FCTC 2030: Supporting action to tackle tobacco

Image courtesy of ASH (US)


Tobacco harms all forms of development, from health and housing to education and climate change. This is driving poverty. At the national level it hampers sustainable development while at an individual level families across the world spend money on tobacco that could otherwise be spent on food, education and healthcare.

Implementation of the World Health Organizations’ Framework Convention on Tobacco Control (FCTC) can change this picture; and implementation of the FCTC is enshrined in both the Sustainable Development Goals and Financing for Development Agenda. However, the tobacco industry fights relentlessly against these measures; in 2001 Imperial Tobacco made a 25 year deal with the Government of Laos to limit tobacco taxation. Due to this contract, the Government suffered revenue losses of $79.42 million between 2002 and 2013. [1]

We have successfully fought against the tobacco industry in the UK and can now help other countries to do the same.

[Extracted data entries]
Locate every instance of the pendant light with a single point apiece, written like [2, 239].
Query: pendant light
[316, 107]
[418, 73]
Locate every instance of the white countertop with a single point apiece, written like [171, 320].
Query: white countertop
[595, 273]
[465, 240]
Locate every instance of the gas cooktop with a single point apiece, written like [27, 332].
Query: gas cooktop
...
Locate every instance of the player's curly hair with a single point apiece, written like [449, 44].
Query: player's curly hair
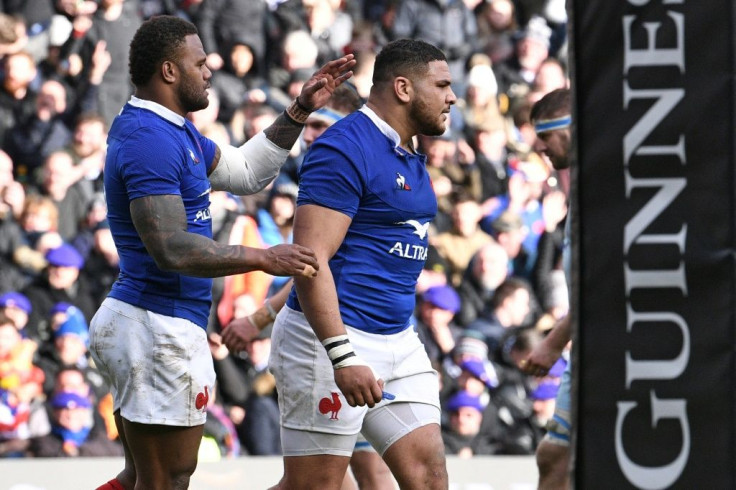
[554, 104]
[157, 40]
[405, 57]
...
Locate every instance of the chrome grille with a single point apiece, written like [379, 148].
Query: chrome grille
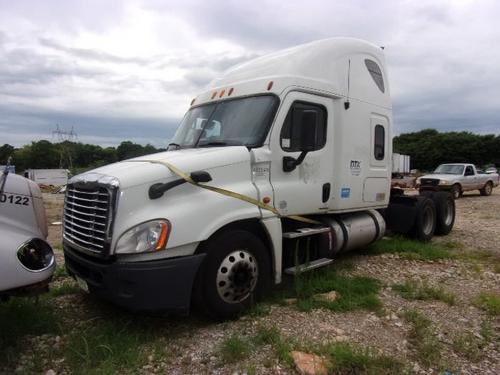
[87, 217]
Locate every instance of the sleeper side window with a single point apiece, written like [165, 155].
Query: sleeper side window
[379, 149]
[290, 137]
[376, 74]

■ WORK ORDER 1 ■
From the text on tobacco control, list every form of development it names as harmed by tobacco.
■ WORK ORDER 2 ■
Reproduce word for word the part of the text on tobacco control that begins at the words "FCTC 2030: Supporting" and stops after "education and healthcare.".
None of the records is required for the work on this page.

■ TASK SOLUTION 1 ■
health, housing, education, climate change

■ TASK SOLUTION 2 ■
FCTC 2030: Supporting action to tackle tobacco

Image courtesy of ASH (US)


Tobacco harms all forms of development, from health and housing to education and climate change. This is driving poverty. At the national level it hampers sustainable development while at an individual level families across the world spend money on tobacco that could otherwise be spent on food, education and healthcare.